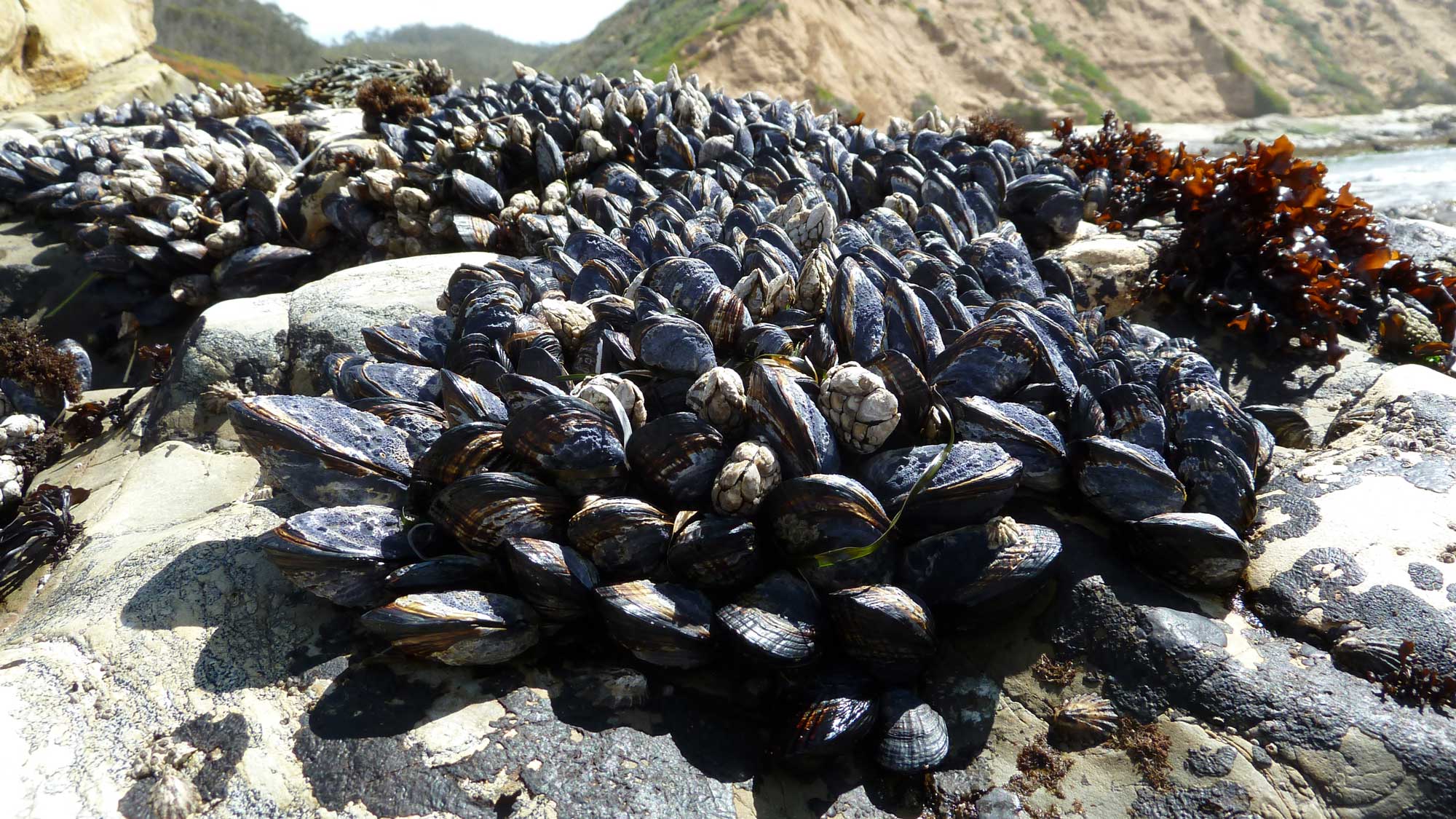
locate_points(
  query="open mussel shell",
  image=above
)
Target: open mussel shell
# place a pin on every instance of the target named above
(829, 526)
(486, 509)
(678, 455)
(1291, 429)
(458, 628)
(1133, 414)
(465, 451)
(1026, 435)
(1083, 721)
(323, 452)
(778, 622)
(624, 537)
(1128, 481)
(972, 484)
(839, 714)
(790, 422)
(1193, 550)
(915, 737)
(883, 627)
(467, 400)
(1218, 481)
(569, 440)
(341, 554)
(992, 359)
(716, 551)
(445, 573)
(986, 567)
(660, 622)
(1372, 653)
(554, 579)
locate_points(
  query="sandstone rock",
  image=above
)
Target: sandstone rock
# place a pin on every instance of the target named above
(1364, 534)
(277, 343)
(55, 46)
(1109, 270)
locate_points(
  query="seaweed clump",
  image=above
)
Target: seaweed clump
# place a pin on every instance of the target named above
(387, 101)
(1052, 672)
(41, 534)
(986, 127)
(31, 360)
(1266, 245)
(1042, 767)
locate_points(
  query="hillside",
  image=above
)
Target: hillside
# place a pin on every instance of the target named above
(1151, 60)
(1170, 62)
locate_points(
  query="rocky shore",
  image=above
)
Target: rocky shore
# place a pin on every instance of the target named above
|---|
» WHAT TO DO
Each entry must be retyped word for word, with every image omitted.

» OUTPUT FOR THIS EXERCISE
locate_points(
  query="open mussel shell",
  image=above
)
Target: open mussel shell
# place a pin on every instance of the target named above
(829, 526)
(486, 509)
(678, 455)
(1291, 429)
(458, 628)
(1133, 414)
(465, 451)
(1026, 435)
(1083, 721)
(323, 452)
(778, 622)
(624, 537)
(1128, 481)
(972, 484)
(839, 714)
(790, 422)
(1193, 550)
(915, 737)
(883, 627)
(467, 400)
(1218, 481)
(569, 440)
(341, 554)
(992, 359)
(716, 551)
(445, 573)
(986, 567)
(660, 622)
(1372, 653)
(554, 579)
locate_points(
  query="sandstone rock",
  image=above
)
Target: sandstone rock
# place a pin on every instance of the target named above
(1364, 534)
(277, 343)
(55, 46)
(1109, 270)
locate_points(
  query="seaweed clump",
  image=above
)
Target: seaweed clump
# place a pin on every instance of the target named above
(387, 101)
(1052, 672)
(41, 534)
(986, 127)
(31, 360)
(1266, 245)
(1042, 767)
locate_points(
  query="hillside",
  image=above
)
Target: hillside
# place a pin on every instance of the target named above
(1151, 60)
(1170, 62)
locate_points(
  query="rocky shore",
  image=above
)
Target: rocky shore
# place a pin on every instance of the target named above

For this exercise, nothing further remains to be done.